Part of a data file
=-=-=-=-=

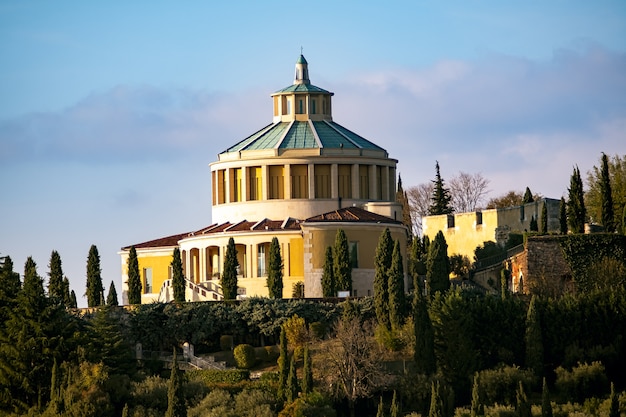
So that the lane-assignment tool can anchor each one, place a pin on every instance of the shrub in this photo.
(245, 356)
(583, 381)
(226, 342)
(499, 385)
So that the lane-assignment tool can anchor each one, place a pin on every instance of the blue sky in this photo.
(111, 112)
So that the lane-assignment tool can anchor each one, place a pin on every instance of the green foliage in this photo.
(134, 279)
(175, 400)
(438, 265)
(576, 213)
(382, 265)
(229, 276)
(329, 287)
(95, 290)
(275, 270)
(533, 340)
(585, 254)
(498, 385)
(583, 381)
(563, 216)
(440, 201)
(245, 356)
(341, 262)
(424, 353)
(397, 301)
(178, 279)
(55, 284)
(112, 296)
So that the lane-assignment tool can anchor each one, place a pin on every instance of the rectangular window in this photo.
(345, 181)
(147, 280)
(254, 183)
(299, 181)
(364, 182)
(261, 260)
(322, 181)
(277, 182)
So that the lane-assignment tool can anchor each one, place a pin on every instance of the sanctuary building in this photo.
(300, 179)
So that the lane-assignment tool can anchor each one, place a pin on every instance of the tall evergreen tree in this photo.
(382, 264)
(329, 287)
(397, 301)
(307, 372)
(438, 265)
(546, 405)
(95, 290)
(528, 197)
(55, 283)
(283, 367)
(229, 276)
(563, 216)
(134, 279)
(178, 279)
(533, 339)
(436, 404)
(175, 395)
(424, 355)
(292, 382)
(606, 196)
(543, 224)
(576, 213)
(112, 296)
(341, 265)
(441, 196)
(275, 270)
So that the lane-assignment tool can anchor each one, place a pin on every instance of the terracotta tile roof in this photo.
(351, 214)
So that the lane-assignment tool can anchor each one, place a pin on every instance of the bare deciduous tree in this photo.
(352, 367)
(468, 191)
(419, 197)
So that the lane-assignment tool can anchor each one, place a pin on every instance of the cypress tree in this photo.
(424, 354)
(178, 279)
(397, 301)
(112, 296)
(606, 197)
(546, 405)
(95, 290)
(175, 395)
(283, 368)
(229, 276)
(543, 224)
(67, 300)
(382, 264)
(563, 216)
(477, 407)
(275, 270)
(394, 410)
(55, 284)
(292, 382)
(341, 265)
(440, 202)
(576, 212)
(438, 265)
(307, 372)
(528, 197)
(134, 279)
(534, 344)
(329, 288)
(436, 404)
(523, 406)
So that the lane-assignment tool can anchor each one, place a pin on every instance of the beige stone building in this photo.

=-=-=-=-=

▶ _Written exercise_
Turn the listing above into a Markdown table with two columns, Row and Line, numbering each line and leaving out blank lines. Leave the pictures out of the table.

▶ _Result for this exercise_
| Row | Line |
|---|---|
| 1 | So that the lane-assignment tool can anchor each one, place a pin on every instance of the shrub in this photo. |
| 2 | (245, 356) |
| 3 | (583, 381) |
| 4 | (226, 342) |
| 5 | (499, 385) |
| 6 | So that the lane-assignment tool can anchor each one, place a pin on every instance of the blue sky in this photo. |
| 7 | (111, 112) |
| 8 | So that the lane-assignment tool can anchor each one, place a pin on every instance of the green foliage in this photo. |
| 9 | (134, 279) |
| 10 | (175, 400) |
| 11 | (438, 265) |
| 12 | (576, 213) |
| 13 | (382, 265) |
| 14 | (229, 276) |
| 15 | (329, 287) |
| 16 | (95, 290) |
| 17 | (275, 270) |
| 18 | (533, 340) |
| 19 | (585, 254) |
| 20 | (498, 385) |
| 21 | (583, 381) |
| 22 | (563, 216) |
| 23 | (440, 201) |
| 24 | (245, 356) |
| 25 | (341, 262) |
| 26 | (424, 353) |
| 27 | (397, 301) |
| 28 | (178, 279) |
| 29 | (55, 284) |
| 30 | (112, 296) |
| 31 | So that the lane-assignment tool can anchor each one, place a pin on every instance of the rectangular window in this photo. |
| 32 | (345, 181) |
| 33 | (147, 280) |
| 34 | (254, 183) |
| 35 | (299, 181) |
| 36 | (364, 182) |
| 37 | (261, 260) |
| 38 | (322, 181) |
| 39 | (277, 182) |
| 40 | So that the lane-assignment tool can anchor each one, place a pin on every instance of the sanctuary building in this photo. |
| 41 | (300, 179) |
| 42 | So that the lane-assignment tool can anchor each one, place a pin on every instance of the tall evergreen tree in this photo. |
| 43 | (382, 264) |
| 44 | (329, 287) |
| 45 | (397, 301) |
| 46 | (307, 372) |
| 47 | (438, 265) |
| 48 | (546, 405) |
| 49 | (95, 290) |
| 50 | (528, 197) |
| 51 | (55, 283) |
| 52 | (283, 367) |
| 53 | (229, 276) |
| 54 | (563, 216) |
| 55 | (134, 279) |
| 56 | (178, 279) |
| 57 | (533, 339) |
| 58 | (436, 404) |
| 59 | (175, 395) |
| 60 | (424, 355) |
| 61 | (292, 382) |
| 62 | (606, 196) |
| 63 | (543, 224) |
| 64 | (576, 213) |
| 65 | (112, 296) |
| 66 | (341, 265) |
| 67 | (441, 196) |
| 68 | (275, 270) |
| 69 | So that the lane-assignment tool can anchor each one, place a pin on every instance of the terracotta tile roof in this photo. |
| 70 | (351, 214) |
| 71 | So that the lane-assignment tool can anchor each one, place a pin on every instance of the bare deciduous tree in this photo. |
| 72 | (352, 367) |
| 73 | (468, 191) |
| 74 | (419, 197) |
| 75 | So that the lane-assignment tool can anchor each one, place a pin on every instance of the cypress tree in this photo. |
| 76 | (424, 354) |
| 77 | (178, 279) |
| 78 | (397, 301) |
| 79 | (112, 296) |
| 80 | (606, 197) |
| 81 | (546, 405) |
| 82 | (95, 290) |
| 83 | (175, 395) |
| 84 | (283, 368) |
| 85 | (229, 276) |
| 86 | (543, 224) |
| 87 | (67, 300) |
| 88 | (382, 264) |
| 89 | (563, 216) |
| 90 | (477, 407) |
| 91 | (275, 270) |
| 92 | (394, 410) |
| 93 | (55, 284) |
| 94 | (292, 382) |
| 95 | (341, 265) |
| 96 | (440, 202) |
| 97 | (576, 212) |
| 98 | (438, 265) |
| 99 | (307, 372) |
| 100 | (528, 197) |
| 101 | (134, 279) |
| 102 | (534, 344) |
| 103 | (329, 288) |
| 104 | (436, 404) |
| 105 | (523, 406) |
| 106 | So that the lane-assignment tool can anchor each one, place a pin on every instance of the beige stone building in this photo. |